You (or your company) probably makes projects with very common dependencies, patterns, names, metadata, and boilerplate code for every project. Updating this boilerplate content, or even making a new project, can be daunting, and probably involves a good amount of copy/paste, find/replace, and crossed fingers. With wisk, you can make a single skeleton by writing all of the dependencies, structure and conventions once - then re-using that to generate multiple projects.

This tool lets you parameterize file contents, file names and directory names. It seeks to completely eliminate copy/pasting and find/replacing when creating new projects. You should be able to run one command and have a fully-functional (and correctly-named) project ready to go immediately.

Will this work for my favorite language?

Probably! wisk can generate projects for anything that uses text files as its primary mode of representing project structure and data. I personally use it for Java (both standard and maven projects), Go, ruby, python, and Chef.

→ Entries shown
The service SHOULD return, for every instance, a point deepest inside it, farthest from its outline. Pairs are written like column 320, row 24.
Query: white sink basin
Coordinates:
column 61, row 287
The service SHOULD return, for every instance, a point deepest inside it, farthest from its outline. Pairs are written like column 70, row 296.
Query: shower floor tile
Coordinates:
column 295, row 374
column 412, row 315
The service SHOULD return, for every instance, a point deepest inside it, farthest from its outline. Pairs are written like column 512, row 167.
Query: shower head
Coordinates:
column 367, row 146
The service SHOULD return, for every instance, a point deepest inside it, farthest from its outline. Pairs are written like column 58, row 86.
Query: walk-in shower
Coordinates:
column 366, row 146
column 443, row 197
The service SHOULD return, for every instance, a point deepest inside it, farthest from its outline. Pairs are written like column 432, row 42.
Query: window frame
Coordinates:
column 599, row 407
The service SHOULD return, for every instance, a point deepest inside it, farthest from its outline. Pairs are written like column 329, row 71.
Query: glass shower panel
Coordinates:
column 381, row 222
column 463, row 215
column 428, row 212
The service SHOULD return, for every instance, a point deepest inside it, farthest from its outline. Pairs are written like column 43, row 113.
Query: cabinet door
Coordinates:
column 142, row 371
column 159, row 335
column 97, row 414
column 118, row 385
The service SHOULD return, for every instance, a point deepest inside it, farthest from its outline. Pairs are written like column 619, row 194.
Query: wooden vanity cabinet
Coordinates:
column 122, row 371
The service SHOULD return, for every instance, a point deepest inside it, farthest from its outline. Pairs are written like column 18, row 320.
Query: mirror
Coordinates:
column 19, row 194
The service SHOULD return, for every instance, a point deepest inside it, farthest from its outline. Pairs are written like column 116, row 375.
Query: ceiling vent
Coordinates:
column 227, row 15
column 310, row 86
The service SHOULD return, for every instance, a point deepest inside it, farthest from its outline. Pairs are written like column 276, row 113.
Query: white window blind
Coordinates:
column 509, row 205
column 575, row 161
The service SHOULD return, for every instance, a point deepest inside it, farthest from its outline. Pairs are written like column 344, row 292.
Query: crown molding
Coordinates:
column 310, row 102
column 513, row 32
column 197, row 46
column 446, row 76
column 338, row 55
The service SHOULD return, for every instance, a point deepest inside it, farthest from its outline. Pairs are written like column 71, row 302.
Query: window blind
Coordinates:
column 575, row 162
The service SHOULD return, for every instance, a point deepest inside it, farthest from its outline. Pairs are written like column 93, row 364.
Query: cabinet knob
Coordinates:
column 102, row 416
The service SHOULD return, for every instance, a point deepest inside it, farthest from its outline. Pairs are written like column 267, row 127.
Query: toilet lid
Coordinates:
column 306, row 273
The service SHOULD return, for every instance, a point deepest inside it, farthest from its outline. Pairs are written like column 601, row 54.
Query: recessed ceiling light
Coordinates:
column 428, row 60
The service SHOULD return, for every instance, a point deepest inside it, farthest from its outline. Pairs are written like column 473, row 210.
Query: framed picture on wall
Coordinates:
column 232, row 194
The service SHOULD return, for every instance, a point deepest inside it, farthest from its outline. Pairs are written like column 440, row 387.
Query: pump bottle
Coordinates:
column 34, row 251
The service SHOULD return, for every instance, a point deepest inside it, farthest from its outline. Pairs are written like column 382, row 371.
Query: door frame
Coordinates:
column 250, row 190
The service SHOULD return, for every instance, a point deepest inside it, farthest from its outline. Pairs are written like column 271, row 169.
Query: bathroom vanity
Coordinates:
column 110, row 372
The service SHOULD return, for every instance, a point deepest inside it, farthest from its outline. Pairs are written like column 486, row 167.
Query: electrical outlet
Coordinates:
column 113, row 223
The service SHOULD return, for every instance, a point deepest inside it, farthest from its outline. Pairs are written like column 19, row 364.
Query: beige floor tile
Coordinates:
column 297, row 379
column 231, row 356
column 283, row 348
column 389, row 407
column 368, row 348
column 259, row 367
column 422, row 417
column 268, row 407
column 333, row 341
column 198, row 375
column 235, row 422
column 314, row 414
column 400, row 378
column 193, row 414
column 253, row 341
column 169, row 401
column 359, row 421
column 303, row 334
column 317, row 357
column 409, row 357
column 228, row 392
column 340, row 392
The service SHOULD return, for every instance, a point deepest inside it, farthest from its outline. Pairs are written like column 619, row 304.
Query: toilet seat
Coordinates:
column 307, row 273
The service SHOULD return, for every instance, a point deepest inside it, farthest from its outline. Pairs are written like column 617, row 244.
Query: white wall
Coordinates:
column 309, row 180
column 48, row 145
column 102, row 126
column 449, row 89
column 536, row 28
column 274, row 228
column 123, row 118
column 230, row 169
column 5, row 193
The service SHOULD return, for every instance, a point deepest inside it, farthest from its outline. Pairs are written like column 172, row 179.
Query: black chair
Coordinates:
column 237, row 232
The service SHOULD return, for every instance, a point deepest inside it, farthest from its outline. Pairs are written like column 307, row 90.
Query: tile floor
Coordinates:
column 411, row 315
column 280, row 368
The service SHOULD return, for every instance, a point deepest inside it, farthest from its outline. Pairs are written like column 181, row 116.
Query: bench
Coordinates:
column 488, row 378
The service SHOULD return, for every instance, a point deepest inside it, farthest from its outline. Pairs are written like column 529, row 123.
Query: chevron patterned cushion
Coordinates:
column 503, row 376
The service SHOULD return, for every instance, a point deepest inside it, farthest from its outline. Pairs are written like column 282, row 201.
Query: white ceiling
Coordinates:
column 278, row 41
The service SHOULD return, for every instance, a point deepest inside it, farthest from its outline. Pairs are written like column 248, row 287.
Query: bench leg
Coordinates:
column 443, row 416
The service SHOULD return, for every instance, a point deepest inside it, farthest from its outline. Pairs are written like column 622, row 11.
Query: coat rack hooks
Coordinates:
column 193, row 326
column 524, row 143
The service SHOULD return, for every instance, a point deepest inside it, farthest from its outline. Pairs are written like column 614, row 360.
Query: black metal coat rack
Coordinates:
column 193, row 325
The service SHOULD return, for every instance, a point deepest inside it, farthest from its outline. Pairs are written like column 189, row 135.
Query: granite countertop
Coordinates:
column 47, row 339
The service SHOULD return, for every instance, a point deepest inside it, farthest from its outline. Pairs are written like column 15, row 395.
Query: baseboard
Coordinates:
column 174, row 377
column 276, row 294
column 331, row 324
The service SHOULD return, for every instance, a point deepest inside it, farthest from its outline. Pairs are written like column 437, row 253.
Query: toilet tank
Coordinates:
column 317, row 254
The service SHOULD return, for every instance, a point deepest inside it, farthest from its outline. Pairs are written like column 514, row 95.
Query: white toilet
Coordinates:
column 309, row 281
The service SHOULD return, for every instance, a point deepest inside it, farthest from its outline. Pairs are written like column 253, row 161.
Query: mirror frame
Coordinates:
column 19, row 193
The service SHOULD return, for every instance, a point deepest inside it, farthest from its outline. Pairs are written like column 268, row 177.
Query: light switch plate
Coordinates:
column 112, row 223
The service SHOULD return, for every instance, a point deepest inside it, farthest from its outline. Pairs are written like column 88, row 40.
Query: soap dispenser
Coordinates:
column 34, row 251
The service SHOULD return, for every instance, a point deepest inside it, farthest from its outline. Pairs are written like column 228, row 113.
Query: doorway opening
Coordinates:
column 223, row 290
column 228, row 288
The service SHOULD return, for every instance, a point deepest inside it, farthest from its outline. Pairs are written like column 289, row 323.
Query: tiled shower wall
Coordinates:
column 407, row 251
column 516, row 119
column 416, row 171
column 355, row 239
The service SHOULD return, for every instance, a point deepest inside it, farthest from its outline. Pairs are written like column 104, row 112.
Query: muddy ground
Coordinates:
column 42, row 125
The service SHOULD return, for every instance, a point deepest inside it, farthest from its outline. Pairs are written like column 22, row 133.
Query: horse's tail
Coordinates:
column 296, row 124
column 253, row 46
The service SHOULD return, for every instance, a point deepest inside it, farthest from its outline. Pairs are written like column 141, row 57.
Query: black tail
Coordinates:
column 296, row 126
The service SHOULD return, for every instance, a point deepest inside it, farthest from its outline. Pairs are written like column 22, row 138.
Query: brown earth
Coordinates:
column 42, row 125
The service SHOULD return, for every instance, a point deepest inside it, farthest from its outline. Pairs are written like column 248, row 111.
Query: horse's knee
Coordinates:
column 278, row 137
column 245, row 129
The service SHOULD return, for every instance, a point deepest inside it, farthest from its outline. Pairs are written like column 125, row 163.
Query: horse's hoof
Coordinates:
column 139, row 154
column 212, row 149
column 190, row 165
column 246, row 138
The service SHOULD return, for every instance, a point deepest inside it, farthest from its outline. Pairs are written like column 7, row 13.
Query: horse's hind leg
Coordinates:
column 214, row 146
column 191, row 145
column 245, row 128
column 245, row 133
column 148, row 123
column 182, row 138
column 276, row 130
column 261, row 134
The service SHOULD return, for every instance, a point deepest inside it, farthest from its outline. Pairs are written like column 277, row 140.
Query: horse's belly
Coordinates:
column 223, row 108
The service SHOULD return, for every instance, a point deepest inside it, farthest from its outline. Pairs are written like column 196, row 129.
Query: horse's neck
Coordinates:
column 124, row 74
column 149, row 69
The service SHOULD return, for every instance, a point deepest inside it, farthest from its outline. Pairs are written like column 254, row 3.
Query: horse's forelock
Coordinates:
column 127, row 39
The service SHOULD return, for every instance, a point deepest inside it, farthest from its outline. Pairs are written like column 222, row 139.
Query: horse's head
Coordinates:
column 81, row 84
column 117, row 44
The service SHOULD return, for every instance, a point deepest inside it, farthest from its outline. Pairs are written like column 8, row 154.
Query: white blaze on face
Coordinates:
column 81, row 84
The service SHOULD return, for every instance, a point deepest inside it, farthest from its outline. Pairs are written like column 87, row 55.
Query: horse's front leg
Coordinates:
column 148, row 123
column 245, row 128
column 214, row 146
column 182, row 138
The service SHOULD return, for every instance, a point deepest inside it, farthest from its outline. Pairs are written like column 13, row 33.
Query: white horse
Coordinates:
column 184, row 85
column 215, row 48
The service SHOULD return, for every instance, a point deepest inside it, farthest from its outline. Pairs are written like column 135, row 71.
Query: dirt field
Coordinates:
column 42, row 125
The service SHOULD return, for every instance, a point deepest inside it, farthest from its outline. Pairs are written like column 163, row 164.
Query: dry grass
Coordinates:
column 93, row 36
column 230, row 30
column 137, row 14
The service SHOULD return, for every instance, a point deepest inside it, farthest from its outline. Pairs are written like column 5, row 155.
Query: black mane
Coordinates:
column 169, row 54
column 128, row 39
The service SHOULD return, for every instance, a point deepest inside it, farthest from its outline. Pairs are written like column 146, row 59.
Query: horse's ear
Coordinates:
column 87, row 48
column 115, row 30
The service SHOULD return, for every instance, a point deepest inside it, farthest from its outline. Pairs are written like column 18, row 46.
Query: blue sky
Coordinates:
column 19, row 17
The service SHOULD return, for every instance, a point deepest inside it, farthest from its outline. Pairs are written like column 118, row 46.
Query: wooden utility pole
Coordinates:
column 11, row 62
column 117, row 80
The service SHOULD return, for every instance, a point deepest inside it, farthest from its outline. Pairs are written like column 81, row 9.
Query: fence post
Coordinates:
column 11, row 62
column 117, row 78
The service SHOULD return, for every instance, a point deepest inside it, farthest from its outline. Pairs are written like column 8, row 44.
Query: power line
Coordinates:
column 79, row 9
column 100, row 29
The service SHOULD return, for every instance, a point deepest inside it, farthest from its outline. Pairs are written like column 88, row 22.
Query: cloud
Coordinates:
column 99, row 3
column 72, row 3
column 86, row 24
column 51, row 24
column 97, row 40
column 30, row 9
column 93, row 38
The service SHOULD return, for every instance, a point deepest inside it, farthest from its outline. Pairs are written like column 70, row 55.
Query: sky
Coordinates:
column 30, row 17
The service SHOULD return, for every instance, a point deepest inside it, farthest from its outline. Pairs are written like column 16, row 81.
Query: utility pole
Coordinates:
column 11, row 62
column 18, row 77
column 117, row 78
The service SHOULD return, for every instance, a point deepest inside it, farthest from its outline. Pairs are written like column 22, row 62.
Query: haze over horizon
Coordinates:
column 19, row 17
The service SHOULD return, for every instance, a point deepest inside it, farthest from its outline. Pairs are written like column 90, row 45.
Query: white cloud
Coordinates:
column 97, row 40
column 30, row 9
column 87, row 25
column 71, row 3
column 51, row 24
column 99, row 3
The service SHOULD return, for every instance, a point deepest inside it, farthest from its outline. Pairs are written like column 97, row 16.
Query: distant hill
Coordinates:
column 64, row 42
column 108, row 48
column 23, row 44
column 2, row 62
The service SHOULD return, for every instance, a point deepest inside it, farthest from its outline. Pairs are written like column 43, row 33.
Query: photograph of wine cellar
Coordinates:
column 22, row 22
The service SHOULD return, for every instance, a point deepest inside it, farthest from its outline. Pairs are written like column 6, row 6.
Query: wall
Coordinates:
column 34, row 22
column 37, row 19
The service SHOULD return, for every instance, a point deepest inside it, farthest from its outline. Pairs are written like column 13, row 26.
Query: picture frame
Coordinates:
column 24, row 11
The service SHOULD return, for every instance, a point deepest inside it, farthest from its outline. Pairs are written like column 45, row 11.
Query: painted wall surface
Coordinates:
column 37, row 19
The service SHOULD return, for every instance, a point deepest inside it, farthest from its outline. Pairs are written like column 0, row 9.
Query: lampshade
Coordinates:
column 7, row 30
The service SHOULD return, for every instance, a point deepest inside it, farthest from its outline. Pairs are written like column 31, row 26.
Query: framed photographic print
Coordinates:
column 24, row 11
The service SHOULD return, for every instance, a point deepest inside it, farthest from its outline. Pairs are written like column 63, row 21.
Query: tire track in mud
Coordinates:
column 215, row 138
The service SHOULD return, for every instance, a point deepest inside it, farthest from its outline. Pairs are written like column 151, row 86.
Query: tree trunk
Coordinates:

→ Stated exercise
Output the passage from the wisk description between "This tool lets" and "to go immediately.", inclusive, copied word for word.

→ Result of the task
This tool lets you parameterize file contents, file names and directory names. It seeks to completely eliminate copy/pasting and find/replacing when creating new projects. You should be able to run one command and have a fully-functional (and correctly-named) project ready to go immediately.